* WORK TO BE COMPLETED: Count the rows of the material below that contain the string "line", matching case exactly, and give only the number.

* INPUT:
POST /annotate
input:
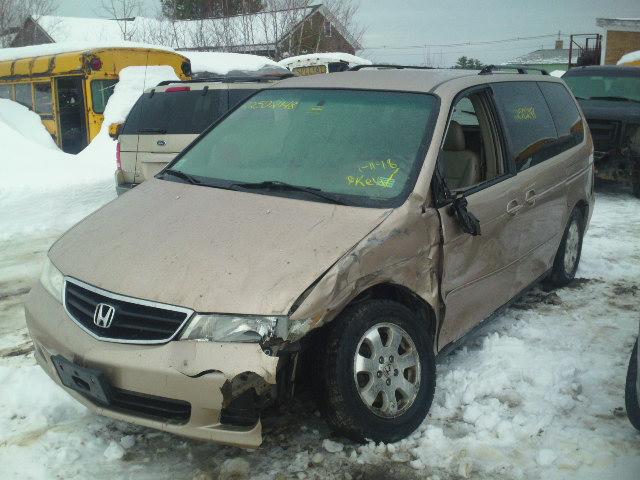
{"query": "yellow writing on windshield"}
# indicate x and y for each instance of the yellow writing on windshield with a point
(272, 104)
(384, 164)
(370, 181)
(525, 113)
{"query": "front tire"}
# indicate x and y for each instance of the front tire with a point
(565, 264)
(631, 395)
(378, 372)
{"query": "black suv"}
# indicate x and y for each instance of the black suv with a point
(610, 99)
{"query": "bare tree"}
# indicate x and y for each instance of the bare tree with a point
(14, 13)
(123, 12)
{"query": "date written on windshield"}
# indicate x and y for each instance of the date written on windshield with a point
(368, 177)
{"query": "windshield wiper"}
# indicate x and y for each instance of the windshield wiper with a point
(615, 99)
(182, 175)
(161, 131)
(283, 186)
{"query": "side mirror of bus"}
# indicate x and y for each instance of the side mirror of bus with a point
(115, 129)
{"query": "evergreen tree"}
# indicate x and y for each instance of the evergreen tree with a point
(468, 63)
(197, 9)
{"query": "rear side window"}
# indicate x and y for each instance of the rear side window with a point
(23, 95)
(185, 112)
(565, 115)
(43, 97)
(527, 121)
(6, 91)
(101, 90)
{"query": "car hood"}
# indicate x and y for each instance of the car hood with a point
(628, 112)
(209, 249)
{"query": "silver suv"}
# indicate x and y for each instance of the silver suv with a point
(168, 117)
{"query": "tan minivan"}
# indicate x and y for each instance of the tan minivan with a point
(335, 230)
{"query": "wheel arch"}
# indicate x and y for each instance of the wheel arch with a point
(404, 296)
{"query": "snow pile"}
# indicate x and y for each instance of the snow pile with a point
(66, 47)
(221, 63)
(25, 123)
(317, 58)
(43, 188)
(631, 57)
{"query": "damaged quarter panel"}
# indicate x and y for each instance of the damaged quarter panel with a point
(404, 250)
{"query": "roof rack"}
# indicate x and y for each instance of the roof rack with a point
(234, 79)
(384, 65)
(521, 69)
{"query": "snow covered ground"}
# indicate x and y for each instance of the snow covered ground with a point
(538, 394)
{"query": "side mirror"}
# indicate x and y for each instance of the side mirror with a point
(469, 223)
(115, 129)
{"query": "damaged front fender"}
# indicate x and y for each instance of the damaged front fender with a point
(403, 250)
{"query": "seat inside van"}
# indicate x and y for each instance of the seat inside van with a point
(462, 166)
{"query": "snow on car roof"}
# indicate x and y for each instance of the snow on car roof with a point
(221, 63)
(68, 47)
(323, 57)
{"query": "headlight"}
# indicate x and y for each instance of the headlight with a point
(52, 280)
(235, 328)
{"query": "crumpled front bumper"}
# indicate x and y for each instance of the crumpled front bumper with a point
(188, 371)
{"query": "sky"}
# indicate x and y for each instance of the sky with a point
(414, 31)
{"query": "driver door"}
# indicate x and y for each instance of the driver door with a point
(478, 271)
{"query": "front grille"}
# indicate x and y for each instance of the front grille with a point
(134, 321)
(604, 134)
(154, 408)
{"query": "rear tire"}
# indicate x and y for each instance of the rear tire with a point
(630, 394)
(567, 257)
(378, 372)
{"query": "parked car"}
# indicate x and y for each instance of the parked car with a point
(167, 118)
(632, 390)
(337, 229)
(610, 99)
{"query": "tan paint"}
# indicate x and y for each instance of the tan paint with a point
(222, 251)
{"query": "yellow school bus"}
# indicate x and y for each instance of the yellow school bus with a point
(70, 90)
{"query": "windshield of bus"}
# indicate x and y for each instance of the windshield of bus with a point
(612, 85)
(361, 148)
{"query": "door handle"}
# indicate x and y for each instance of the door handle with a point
(513, 207)
(530, 197)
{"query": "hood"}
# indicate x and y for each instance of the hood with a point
(209, 249)
(627, 112)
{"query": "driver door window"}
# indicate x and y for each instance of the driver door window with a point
(471, 154)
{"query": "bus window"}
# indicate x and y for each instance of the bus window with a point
(43, 97)
(23, 95)
(101, 90)
(72, 116)
(6, 91)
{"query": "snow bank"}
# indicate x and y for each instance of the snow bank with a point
(630, 57)
(43, 188)
(65, 47)
(25, 123)
(222, 63)
(314, 58)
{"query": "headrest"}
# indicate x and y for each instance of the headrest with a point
(455, 138)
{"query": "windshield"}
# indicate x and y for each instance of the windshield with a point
(182, 112)
(614, 85)
(362, 147)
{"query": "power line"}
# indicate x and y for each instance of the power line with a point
(461, 44)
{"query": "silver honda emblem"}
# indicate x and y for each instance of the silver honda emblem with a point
(103, 316)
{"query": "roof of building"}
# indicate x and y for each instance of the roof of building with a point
(252, 32)
(543, 56)
(630, 23)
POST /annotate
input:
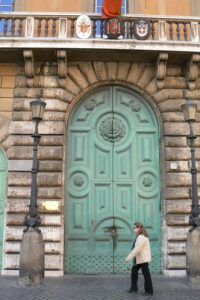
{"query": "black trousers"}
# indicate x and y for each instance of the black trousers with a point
(148, 287)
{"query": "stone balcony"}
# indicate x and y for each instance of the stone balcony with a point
(41, 31)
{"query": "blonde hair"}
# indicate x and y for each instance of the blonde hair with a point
(142, 229)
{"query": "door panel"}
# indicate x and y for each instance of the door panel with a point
(112, 180)
(3, 173)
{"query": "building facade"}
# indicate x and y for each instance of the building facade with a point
(113, 149)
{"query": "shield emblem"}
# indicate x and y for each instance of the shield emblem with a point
(141, 29)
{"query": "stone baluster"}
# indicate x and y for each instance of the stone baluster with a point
(29, 31)
(62, 28)
(194, 32)
(162, 30)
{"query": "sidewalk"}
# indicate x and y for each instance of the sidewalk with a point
(97, 287)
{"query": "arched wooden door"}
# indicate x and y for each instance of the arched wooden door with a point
(112, 181)
(3, 173)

* ANSWER TO THIS PROBLEM: 2